* [Consegna A]: Nel testo sull'indennizzo per danni da vaccinazione, quale articolo della legge n. 210 del 1992 determina l'indennizzo?
* [Consegna B]: Prosegui il testo sull'indennizzo per danni da vaccinazione a partire dal punto in cui si interrompe.

* [Testo del documento]:
============================================================
Il giudice rimettente ritiene ingiustificata tale mancata previsione, a fronte della attribuzione dell’indennizzo a favore di chi, in analoghe circostanze, abbia contratto un’infermità a seguito di vaccinazione antipoliomielitica (art. 1 della legge n. 210 del 1992, quale risultante a seguito della sentenza n. 27 del 1998 di questa Corte). Il citato art. 1 della legge n. 210 prevede il diritto all’indennizzo (determinato dall’art. 2) per chiunque abbia riportato lesioni o infermità dalle quali sia derivata una menomazione permanente all’integrità psico-fisica, a causa di vaccinazioni obbligatorie per legge.
============================================================
* [Elenco dei dati]:
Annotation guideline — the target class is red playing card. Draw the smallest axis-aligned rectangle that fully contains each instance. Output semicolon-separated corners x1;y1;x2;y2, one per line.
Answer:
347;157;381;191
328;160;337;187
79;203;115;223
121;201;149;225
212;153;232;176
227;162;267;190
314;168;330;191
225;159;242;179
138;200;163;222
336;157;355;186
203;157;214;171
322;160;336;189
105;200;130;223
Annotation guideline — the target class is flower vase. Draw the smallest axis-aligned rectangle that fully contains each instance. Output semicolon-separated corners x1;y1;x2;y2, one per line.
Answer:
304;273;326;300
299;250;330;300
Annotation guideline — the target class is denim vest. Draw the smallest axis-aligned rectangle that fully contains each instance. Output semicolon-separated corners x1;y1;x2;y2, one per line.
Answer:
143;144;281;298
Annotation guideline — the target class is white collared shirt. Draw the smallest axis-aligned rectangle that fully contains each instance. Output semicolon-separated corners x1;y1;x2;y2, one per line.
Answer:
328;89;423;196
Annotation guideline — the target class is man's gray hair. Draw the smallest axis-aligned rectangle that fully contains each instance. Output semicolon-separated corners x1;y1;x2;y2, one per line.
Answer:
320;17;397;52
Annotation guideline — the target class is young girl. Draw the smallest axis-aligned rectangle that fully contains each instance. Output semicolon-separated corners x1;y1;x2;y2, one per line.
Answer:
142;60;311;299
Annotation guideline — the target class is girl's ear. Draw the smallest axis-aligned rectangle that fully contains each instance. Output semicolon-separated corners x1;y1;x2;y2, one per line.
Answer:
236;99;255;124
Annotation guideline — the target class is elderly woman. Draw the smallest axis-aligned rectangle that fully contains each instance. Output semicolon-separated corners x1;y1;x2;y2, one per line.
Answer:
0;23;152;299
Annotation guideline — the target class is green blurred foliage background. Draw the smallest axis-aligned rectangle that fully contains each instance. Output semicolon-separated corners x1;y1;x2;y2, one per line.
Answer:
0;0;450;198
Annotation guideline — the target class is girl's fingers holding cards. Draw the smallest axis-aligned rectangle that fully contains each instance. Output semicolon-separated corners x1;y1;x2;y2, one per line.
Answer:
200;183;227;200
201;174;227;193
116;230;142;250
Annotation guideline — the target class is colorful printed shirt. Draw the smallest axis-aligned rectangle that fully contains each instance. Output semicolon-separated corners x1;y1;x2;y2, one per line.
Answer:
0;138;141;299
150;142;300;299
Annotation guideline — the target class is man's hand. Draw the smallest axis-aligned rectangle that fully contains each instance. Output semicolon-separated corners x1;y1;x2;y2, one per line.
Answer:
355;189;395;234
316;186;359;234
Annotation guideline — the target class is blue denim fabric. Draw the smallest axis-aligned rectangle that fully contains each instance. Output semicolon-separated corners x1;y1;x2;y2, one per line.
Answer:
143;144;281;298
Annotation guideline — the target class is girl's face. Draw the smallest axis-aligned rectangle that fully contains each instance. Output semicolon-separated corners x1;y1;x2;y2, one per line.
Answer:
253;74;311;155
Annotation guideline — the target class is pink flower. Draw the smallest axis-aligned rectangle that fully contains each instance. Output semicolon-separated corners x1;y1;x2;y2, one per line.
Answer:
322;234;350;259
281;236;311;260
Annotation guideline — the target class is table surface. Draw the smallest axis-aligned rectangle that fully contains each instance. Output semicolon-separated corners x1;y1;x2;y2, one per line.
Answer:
============================================================
* [Soluzione A]: L'art. 2.

* [Soluzione B]:
Con la sentenza testé citata, questa Corte – richiamato “il principio che non è lecito [...] richiedere che il singolo esponga a rischio la propria salute per un interesse collettivo, senza che la collettività stessa sia disposta a condividere, come è possibile, il peso di eventuali conseguenze negative” (sentenze nn. 307 del 1990 e 118 del 1996) - ha ritenuto non esservi ragione di differenziare, rispetto a tale principio, “il caso [...] in cui il trattamento sanitario sia imposto per legge da quello [...] in cui esso sia, in base a una legge, promosso dalla pubblica autorità in vista della sua diffusione capillare nella società; il caso in cui si annulla la libera determinazione individuale attraverso la comminazione di una sanzione, da quello in cui si fa appello alla collaborazione dei singoli a un programma di politica sanitaria”.

Infatti, si aggiungeva, “una differenziazione che negasse il diritto all’indennizzo in questo secondo caso si risolverebbe in una patente irrazionalità della legge. Essa riserverebbe [...] a coloro che sono stati indotti a tenere un comportamento di utilità generale per ragioni di solidarietà sociale un trattamento deteriore rispetto a quello che vale a favore di quanti hanno agito in forza della minaccia di una sanzione”.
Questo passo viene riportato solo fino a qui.